- _Extrait fourni_:
Le Secrétaire général des Nations Unies, António Guterres, a dit que l’agence onusienne ne pourrait accomplir le travail pour lequel elle a été mandatée par l’Assemblée générale si Israël mettait en oeuvre ces [nouvelles] lois et a appelé Israël à « agir d’une manière cohérente par rapport à ses obligations » selon la charte des Nations Unies et le droit international, disant : « Une législation nationale ne peut altérer ces obligations ».

Les votes de lundi ont aussi été largement critiqués en Europe. La ministre du Développement du Royaume-Uni, Anneliese Dodds, a dit aux parlementaires britanniques : «  L’Unrwa est indispensable pour la fourniture d’aide humanitaire aux Palestiniens. Aucune autre agence ne peut faire entrer de l’aide à Gaza à l’échelle requise ».

Elle a dit que le Royaume-Uni perdait patience avec les excuses d’Israël pour ne pas fournir d’aide à grande échelle à Gaza. Un nombre grandissant de membres du Parlement britannique remettent aussi en question les liens commerciaux avec Israël.

Le Secrétaire britannique des Affaires étrangères, David Lammy, a suggéré plus tôt lundi que des sanctions pourraient être prises contre des politiciens israéliens si l’UNRWA était « mise à genoux ».

La commissaire pour la politique des droits humains et l’assistance humanitaire d’Allemagne,

Luise Amtsberg, a averti que la mesure « rendrait effectivement impossible le travail de l’UNRWA à Gaza, en Cisjordanie et à Jérusalem-Est …compromettant une aide humanitaire vitale pour des millions de personnes ».

Le taoiseach [Premier ministre] de la République d’Irlande, Simon Harris, a appelé l’Union européenne à réviser ses liens avec Israël. « Ce qu’Israël et la Knesset israélienne ont fait la nuit dernière était méprisable, scandaleux et honteux », a-t-il dit. « Davantage de personnes vont mourir, davantage d’enfants vont être affamés ».

L’Espagne, la Slovénie, l’Irlande et la Norvège ont publié une déclaration commune condamnant l’interdiction votée par Israël et ont alerté sur le fait qu’elle établissait un « très sérieux » précédent pour le travail des Nations Unies et de toutes les organisations du système multilatéral.

- _Données fournies_:
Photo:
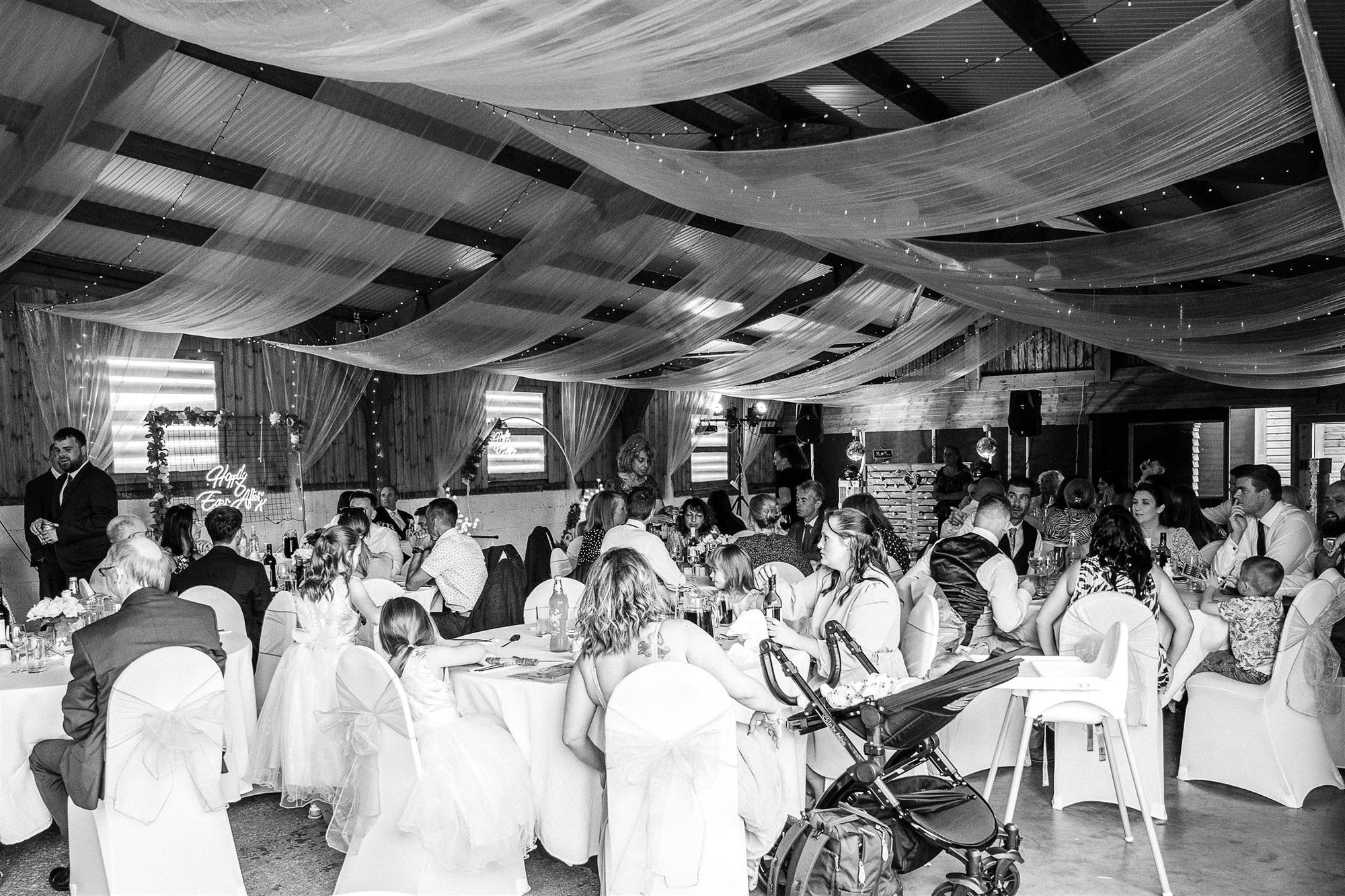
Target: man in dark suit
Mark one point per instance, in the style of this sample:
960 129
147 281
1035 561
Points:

- _Activité A_: Traduisez en anglais cette phrase de l'extrait sur l'UNRWA : « Le Secrétaire britannique des Affaires étrangères, David Lammy, a suggéré plus tôt lundi que des sanctions pourraient être prises contre des politiciens israéliens si l’UNRWA était « mise à genoux ». »
- _Activité B_: Donnez la suite de l'extrait sur l'interdiction de l'UNRWA, en reprenant après sa dernière phrase.
Ces enregistrements n'ont aucun rapport avec l'extrait.

- _Résultat A_: British Foreign Secretary David Lammy suggested earlier on Monday that sanctions could be taken against Israeli politicians if UNRWA were "brought to its knees".

- _Résultat B_:
Les groupes humanitaires Oxfam, ActionAid, et le Conseil australien pour le développement international (Acfid) ont tous condamné le geste d’Israël. Les vaccinations contre la polio à Gaza seront presque impossible sans l’aide de l’UNRWA, a dit la conseillère humanitaire d’Acfid, Naomi Brooks. «  Cette motion mine l’opération humanitaire internationale à Gaza, où des millions de personnes sont confrontées à la déshydratation, à la faim et à la maladie », a-t-elle dit.

Martin Griffiths, ancien directeur du Bureau des Nations Unies pour la coordination des affaires humanitaires, a déclaré : « Ceci est un test pour les valeurs multilatérales que le Conseil de sécurité est supposé protéger. Nous avons besoin d’une série d’actions et pas d’une série de déclarations ».

Le Premier ministre israélien, Benjamin Netanyahu, a déclaré : « Les employés de l’UNRWA impliqués dans des activités terroristes contre Israël doivent rendre des comptes. Puisqu’éviter une crise humanitaire est aussi essentiel, une aide humanitaire soutenue doit rester disponible à Gaza maintenant et à l’avenir ».

« Dans les 90 jours avant que cette législation ne prenne effet — et après — nous nous tenons prêts à travailler avec nos partenaires internationaux pour garantir qu’Israël continue à faciliter l’aide humanitaire pour les civils de Gaza, d’une façon qui ne menace pas la sécurité d’Israël », a-t-il dit.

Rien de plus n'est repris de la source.